▸ **Problem description**:
Please pick out each line in the records below that contains the word "framed" and copy those lines.

****************

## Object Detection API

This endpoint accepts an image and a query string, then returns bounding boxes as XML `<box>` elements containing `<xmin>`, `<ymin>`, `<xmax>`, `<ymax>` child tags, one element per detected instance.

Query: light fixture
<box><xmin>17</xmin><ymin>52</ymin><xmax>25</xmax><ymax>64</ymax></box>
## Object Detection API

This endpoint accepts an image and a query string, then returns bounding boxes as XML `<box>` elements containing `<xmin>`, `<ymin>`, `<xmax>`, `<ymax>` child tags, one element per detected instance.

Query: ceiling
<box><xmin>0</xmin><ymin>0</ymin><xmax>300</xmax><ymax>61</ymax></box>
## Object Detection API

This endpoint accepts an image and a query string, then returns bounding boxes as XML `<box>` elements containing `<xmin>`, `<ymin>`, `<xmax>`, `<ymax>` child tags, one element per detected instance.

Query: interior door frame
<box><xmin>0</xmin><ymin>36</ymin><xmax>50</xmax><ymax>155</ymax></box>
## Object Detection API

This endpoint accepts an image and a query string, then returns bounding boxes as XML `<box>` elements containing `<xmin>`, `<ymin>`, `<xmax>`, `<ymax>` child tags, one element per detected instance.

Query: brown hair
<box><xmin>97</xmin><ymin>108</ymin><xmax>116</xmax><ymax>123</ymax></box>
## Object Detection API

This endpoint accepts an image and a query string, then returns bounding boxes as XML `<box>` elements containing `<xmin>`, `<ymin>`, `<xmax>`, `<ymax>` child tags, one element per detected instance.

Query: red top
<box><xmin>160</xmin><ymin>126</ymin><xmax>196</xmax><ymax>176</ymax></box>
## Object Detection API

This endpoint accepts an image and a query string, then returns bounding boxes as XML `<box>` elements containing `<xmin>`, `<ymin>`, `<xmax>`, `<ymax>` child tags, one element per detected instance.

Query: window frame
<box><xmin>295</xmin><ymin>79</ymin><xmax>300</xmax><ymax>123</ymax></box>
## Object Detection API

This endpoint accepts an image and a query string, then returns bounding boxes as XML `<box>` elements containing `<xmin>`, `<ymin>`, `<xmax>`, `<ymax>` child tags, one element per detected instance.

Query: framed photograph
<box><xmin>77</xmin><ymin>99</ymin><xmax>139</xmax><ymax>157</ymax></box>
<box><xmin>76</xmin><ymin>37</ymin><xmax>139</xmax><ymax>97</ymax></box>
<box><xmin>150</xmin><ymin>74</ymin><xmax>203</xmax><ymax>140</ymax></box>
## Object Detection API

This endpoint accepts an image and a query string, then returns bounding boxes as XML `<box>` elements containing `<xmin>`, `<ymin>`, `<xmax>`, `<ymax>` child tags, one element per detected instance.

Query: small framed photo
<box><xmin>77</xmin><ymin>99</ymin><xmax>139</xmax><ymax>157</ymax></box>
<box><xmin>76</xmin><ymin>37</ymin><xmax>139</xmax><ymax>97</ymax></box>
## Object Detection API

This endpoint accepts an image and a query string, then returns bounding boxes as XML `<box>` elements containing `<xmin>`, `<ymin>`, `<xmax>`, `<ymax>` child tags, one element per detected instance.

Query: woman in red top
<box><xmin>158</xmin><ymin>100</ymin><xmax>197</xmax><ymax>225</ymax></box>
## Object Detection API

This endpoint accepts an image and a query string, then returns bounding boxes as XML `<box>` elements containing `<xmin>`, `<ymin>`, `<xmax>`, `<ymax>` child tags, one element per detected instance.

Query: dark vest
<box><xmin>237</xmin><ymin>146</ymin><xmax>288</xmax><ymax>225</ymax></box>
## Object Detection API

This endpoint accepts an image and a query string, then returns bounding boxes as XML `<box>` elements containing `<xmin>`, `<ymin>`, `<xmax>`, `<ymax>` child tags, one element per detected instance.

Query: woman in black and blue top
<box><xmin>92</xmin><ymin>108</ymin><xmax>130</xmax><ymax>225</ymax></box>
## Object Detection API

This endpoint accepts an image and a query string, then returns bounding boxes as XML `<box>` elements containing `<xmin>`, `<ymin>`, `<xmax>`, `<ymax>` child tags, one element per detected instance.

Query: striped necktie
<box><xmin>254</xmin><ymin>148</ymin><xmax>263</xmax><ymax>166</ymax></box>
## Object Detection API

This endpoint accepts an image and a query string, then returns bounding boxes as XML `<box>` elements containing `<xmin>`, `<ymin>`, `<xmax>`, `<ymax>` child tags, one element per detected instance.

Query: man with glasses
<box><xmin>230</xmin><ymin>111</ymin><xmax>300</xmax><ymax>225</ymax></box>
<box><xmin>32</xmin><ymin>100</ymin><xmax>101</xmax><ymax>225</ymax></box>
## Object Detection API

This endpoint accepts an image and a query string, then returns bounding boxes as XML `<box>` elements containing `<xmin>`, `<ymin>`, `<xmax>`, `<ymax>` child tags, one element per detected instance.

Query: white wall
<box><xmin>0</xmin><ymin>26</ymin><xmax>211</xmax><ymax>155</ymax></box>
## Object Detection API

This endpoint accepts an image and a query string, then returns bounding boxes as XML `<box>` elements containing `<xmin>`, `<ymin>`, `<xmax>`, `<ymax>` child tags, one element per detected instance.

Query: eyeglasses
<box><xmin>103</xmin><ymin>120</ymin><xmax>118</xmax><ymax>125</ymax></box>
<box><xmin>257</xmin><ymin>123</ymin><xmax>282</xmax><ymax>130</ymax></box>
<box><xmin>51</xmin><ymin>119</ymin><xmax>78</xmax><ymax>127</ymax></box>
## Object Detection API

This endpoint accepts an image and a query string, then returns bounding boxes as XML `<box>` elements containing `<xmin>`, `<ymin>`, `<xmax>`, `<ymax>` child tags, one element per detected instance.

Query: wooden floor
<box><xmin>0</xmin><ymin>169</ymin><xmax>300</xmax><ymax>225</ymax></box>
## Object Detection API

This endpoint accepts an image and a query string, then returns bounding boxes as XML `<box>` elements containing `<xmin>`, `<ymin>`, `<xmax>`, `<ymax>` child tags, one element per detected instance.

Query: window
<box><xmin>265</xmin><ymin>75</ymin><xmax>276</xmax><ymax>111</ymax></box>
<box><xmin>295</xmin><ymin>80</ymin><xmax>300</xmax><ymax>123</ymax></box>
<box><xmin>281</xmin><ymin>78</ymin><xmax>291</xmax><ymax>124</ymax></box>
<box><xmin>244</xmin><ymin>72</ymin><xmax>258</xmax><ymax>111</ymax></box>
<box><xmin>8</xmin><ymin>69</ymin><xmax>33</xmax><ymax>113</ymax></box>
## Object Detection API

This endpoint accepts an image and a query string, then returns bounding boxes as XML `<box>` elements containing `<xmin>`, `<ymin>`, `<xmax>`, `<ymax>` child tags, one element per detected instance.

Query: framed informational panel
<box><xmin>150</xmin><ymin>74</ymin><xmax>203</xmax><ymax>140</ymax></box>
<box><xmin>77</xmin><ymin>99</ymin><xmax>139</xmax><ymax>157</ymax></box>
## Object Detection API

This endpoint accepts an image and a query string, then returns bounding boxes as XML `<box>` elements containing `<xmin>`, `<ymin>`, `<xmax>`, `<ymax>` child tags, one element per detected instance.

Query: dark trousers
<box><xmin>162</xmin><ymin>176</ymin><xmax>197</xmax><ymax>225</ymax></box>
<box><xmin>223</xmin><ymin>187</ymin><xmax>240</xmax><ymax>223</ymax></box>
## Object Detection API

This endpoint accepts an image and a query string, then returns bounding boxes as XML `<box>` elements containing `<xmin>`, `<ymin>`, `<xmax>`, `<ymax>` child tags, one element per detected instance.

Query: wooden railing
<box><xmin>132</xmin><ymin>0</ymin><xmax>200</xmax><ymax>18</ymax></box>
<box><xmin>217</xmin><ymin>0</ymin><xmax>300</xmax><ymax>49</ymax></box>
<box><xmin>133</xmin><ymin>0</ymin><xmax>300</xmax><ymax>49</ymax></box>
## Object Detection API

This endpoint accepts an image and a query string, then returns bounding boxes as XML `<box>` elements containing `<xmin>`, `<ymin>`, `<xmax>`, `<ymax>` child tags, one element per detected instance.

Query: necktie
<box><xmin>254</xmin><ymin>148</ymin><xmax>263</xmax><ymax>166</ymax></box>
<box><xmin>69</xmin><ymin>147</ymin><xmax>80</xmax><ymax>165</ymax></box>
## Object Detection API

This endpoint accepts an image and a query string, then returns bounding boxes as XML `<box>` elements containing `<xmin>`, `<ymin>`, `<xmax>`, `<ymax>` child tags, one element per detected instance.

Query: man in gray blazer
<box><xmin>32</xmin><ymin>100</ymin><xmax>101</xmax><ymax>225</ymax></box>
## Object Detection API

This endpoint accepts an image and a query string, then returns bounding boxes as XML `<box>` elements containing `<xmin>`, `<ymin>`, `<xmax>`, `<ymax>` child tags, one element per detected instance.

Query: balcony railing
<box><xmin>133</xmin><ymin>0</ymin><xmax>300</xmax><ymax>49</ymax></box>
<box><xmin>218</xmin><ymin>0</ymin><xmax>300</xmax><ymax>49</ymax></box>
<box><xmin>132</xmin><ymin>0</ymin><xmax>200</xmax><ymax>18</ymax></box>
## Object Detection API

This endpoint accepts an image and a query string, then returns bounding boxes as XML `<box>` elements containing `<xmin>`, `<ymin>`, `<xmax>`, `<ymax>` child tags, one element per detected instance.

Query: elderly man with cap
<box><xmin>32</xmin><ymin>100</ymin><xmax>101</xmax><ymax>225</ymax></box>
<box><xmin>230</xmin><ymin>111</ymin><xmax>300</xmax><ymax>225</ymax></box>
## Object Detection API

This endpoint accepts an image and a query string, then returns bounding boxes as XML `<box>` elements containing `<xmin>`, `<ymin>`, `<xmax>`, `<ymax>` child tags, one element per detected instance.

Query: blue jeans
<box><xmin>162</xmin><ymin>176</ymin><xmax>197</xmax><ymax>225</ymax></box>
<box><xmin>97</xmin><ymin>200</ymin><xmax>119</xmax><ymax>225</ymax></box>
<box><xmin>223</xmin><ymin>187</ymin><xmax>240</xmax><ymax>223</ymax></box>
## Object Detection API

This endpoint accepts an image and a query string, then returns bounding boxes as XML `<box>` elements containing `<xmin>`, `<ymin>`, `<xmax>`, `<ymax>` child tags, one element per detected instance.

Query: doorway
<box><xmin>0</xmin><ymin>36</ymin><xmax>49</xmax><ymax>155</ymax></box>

****************

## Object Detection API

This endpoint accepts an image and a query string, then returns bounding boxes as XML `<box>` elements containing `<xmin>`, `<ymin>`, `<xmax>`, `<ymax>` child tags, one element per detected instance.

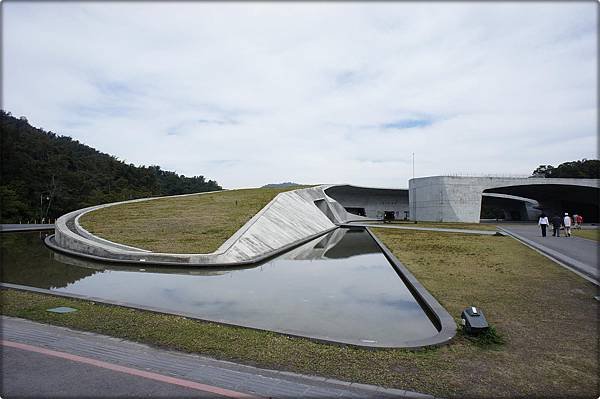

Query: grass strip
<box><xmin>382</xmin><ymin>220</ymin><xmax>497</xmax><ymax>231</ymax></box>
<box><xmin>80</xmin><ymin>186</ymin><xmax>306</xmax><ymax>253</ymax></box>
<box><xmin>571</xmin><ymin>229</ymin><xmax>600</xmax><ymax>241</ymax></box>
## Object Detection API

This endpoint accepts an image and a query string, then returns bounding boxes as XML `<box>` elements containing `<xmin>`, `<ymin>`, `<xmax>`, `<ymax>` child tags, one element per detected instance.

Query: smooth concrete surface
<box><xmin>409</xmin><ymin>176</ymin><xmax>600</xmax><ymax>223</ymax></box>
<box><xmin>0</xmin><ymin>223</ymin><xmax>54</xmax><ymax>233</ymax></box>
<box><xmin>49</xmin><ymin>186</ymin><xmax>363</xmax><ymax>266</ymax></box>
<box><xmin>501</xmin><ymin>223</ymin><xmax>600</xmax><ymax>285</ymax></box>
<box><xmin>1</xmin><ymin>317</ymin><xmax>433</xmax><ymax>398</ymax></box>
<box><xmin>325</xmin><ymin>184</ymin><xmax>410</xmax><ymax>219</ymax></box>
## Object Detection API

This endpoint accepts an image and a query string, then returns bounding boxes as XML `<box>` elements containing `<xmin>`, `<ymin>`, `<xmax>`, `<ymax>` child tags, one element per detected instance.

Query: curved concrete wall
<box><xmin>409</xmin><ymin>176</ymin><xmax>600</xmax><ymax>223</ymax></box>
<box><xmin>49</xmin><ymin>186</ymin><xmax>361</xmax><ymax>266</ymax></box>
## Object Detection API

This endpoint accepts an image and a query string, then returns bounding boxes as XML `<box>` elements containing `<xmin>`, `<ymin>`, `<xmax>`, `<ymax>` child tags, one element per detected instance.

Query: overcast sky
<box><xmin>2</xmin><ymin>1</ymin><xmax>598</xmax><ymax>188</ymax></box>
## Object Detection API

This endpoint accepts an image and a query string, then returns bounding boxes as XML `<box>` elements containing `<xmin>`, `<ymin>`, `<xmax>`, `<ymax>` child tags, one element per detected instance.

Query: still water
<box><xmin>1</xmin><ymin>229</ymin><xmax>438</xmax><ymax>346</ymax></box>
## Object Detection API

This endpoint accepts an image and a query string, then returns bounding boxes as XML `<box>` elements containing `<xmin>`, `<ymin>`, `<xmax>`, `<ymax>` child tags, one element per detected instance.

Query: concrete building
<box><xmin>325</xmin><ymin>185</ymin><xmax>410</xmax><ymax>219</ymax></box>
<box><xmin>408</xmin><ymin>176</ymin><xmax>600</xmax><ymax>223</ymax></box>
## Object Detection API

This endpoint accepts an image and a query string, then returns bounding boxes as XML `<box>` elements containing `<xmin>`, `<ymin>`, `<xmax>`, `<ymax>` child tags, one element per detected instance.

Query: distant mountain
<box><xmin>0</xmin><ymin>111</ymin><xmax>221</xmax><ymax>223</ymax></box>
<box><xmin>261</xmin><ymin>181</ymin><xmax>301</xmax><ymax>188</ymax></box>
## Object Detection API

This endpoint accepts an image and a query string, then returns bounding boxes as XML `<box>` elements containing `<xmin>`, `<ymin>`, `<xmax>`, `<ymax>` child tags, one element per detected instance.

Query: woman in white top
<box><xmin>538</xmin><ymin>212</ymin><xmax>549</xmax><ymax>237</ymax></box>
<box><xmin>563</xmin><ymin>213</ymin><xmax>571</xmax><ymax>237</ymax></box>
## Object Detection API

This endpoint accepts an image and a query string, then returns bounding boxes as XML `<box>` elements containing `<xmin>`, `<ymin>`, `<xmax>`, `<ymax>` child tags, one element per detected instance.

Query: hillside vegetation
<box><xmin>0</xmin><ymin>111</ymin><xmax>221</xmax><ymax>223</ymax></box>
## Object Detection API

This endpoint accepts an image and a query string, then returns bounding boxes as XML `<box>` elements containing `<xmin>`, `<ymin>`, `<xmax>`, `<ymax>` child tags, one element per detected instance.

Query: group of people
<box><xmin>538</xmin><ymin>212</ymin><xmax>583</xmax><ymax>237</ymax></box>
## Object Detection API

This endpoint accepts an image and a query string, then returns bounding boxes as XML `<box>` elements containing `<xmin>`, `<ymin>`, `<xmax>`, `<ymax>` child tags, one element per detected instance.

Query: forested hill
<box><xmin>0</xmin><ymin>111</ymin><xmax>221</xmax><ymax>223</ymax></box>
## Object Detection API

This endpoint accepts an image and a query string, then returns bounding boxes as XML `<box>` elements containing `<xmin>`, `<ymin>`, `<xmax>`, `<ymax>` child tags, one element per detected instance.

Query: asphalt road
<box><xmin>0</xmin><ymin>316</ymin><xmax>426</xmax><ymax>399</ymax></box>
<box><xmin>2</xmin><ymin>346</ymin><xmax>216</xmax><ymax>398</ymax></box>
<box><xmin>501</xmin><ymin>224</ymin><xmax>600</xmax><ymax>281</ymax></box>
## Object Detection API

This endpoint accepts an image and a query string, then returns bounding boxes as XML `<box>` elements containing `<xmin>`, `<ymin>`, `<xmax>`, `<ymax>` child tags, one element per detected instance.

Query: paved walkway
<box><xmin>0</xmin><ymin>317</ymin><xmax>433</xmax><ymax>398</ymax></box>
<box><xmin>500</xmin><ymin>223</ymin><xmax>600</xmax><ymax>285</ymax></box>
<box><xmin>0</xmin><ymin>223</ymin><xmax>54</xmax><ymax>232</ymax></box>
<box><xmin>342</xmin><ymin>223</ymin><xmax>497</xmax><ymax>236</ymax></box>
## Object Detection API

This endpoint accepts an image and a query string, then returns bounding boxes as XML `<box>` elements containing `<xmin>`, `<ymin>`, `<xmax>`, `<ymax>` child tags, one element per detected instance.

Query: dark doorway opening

****************

▸ **Completed task**:
Query: framed photograph
Query: small framed photo
Query: framed informational panel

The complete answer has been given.